§ **EXERCISE AIM**:
Pictures appear among the records. Write out all else exactly as it stands.

§ **Point-per-instance localization data**:
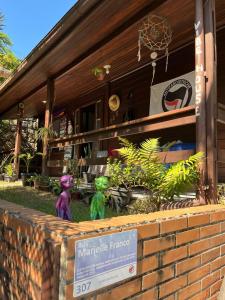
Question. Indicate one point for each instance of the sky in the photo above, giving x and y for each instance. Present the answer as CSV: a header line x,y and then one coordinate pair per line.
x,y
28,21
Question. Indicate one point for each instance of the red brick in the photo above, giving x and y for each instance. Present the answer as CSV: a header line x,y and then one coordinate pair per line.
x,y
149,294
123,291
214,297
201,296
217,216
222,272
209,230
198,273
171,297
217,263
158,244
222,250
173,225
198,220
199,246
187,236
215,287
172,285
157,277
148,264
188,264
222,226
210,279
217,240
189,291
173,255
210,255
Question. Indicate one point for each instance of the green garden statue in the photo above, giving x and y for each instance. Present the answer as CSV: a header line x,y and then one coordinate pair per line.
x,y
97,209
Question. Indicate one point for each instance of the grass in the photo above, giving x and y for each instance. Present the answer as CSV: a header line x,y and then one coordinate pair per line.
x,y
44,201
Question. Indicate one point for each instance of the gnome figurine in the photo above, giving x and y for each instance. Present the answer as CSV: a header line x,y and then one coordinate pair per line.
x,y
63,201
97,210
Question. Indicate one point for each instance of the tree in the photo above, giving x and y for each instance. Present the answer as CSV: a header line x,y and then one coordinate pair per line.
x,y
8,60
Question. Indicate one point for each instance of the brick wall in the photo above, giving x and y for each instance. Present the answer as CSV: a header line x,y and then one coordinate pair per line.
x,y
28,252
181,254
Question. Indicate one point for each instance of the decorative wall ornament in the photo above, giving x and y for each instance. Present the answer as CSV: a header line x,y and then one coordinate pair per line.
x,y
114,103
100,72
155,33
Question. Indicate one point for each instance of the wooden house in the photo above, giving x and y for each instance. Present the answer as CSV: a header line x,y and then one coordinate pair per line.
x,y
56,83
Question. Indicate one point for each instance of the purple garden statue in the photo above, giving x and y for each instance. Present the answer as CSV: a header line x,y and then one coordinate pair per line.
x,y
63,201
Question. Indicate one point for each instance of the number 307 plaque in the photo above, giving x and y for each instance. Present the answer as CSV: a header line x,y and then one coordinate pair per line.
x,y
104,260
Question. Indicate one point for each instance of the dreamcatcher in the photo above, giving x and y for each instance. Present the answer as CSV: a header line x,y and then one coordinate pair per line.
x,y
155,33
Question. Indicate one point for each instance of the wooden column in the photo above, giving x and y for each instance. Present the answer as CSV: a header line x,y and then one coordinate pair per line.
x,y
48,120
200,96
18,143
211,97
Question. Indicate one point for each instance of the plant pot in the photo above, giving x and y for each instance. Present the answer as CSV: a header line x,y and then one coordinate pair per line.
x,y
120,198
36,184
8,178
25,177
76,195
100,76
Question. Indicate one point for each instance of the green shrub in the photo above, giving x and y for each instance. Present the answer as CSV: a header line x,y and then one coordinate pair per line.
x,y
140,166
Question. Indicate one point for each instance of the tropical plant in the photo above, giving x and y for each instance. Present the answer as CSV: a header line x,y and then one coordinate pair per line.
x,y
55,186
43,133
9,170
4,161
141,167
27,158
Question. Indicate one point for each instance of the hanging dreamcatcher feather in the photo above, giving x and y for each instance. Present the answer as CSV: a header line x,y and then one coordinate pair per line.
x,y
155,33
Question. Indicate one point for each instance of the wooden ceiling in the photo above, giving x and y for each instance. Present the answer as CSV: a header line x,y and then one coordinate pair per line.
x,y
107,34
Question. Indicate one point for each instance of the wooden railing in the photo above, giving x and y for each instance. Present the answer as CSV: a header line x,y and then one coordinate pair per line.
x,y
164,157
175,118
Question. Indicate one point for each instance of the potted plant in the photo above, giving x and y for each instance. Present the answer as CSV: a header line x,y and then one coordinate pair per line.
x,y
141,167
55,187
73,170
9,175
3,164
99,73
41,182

§ **SOLUTION TO THIS EXERCISE**:
Question. Indicate one point for each instance of the sky in the photo above, giving x and y for each instance. Present the answer as CSV: a header line x,y and then one coordinate pair per line.
x,y
28,21
Question. Indicate one point for each instance of the red brick in the photo above, giving x and y for each instance. Present the answer as CSV: a header line x,y and then one coordinate pair per line.
x,y
149,294
123,291
214,297
201,296
217,216
222,272
209,230
198,273
171,297
217,263
158,244
222,250
173,225
198,220
199,246
187,236
215,287
172,285
157,277
148,264
188,264
222,226
210,279
217,240
189,291
173,255
210,255
Question. Indicate one point for each instance of the green garden statue in the photo above, giving x and y for each instance. Present the answer as CSV: a header line x,y and then one coordinate pair per line.
x,y
97,209
Question. Indicate one point for each instance of the grass in the photo above, giving x and y for each instance. Present the answer as CSV: a header line x,y and then one coordinate pair per line.
x,y
44,201
Question. Indicate one point for each instance of the gnome figurine in the photo above, giving x and y for each instance. Present the answer as CSV: a header line x,y and then one coordinate pair per line.
x,y
63,201
97,210
Question. Indicate one point for each instance of the tree in the photo above, giving x and y for each instance. Present the answer as CSV: a header line x,y and then one coordinate pair per line.
x,y
8,60
Question. Indicate one point for each instance of the brick wall in the photo above, giving x and y for each instance. Present the answer as CSV: a header line x,y and then one coordinate pair per line.
x,y
28,252
181,254
Question. Indicate one point for each instance of the decorative wall ornament in the photo above, giving x and y for each instance. Present the answer as CSV: a header line x,y and then one coordinate pair per line.
x,y
114,103
100,72
155,33
Question. Indicate one point for each instance of the wooden house in the photo above, giving x and y for each instance. Present the answer as CSV: a header line x,y and then one coordinate pair per line.
x,y
56,83
Question. Indicate one point for each instance of the purple garden statue in the photo above, giving x and y for each instance. Present the answer as CSV: a header line x,y and then one coordinate pair per line.
x,y
63,201
Question. Indicate one point for each instance of the number 307 plaque in the photo above, giving x and y for each instance. Present the answer as CSV: a header line x,y and then one coordinate pair per line.
x,y
104,260
Question. Indicate one point for each instance of the dreamcatcher in the photo above, giving x and y for each instance. Present the answer as CSV: a header line x,y and then one coordinate pair per line.
x,y
155,33
Question. Indicate one point for each instance of the wooden column in the photo above, giving x and y for each instance. Present the answer as CSV: a header line x,y and then one coordinate pair per line.
x,y
48,120
200,96
18,143
211,97
Question. Indicate one point for each instance of the plant pot in the photo above, giving x and y for each instance. Present the answer as CSV: a header line x,y and then one coordinate pair per line.
x,y
120,198
36,184
8,178
25,177
76,195
100,76
Question. Indicate one point for each instance of the green shrub in the photo above, giving x and y for each instance. Present the answer as CSV: a header line x,y and then one coordinate pair per line.
x,y
140,166
Question. Indicate one point for each instance of the tropical plant in the photo above, giving x and y for each instance. Present the answer as CSV: a header line x,y and then one coordinate pair per line.
x,y
55,186
43,133
9,170
4,161
141,167
27,158
Question. Indicate one point for each instance of the hanging dreamcatcher feather in the photo above, giving x and y for each instance. Present the answer as CSV: a header line x,y and then one coordinate pair per line.
x,y
155,33
Question. Indicate one point for each instance of the wooden ceiling in the photo above, giving x and y for each instance. Present the answer as CSV: a header line x,y and then one coordinate pair per line.
x,y
107,34
Question. Indicate one point for each instance of the wooden railing in the photo above, giving x and y for each instance. Present the answer as CSV: a header line x,y and then one coordinate pair per line.
x,y
164,157
175,118
Question. Indicate one point for each instance of the potted plant in the photo above, giving x and y for each instance. Present the answer as CSV: a header line x,y and then one coordinate pair per line.
x,y
141,167
55,187
73,170
9,175
3,164
99,73
41,182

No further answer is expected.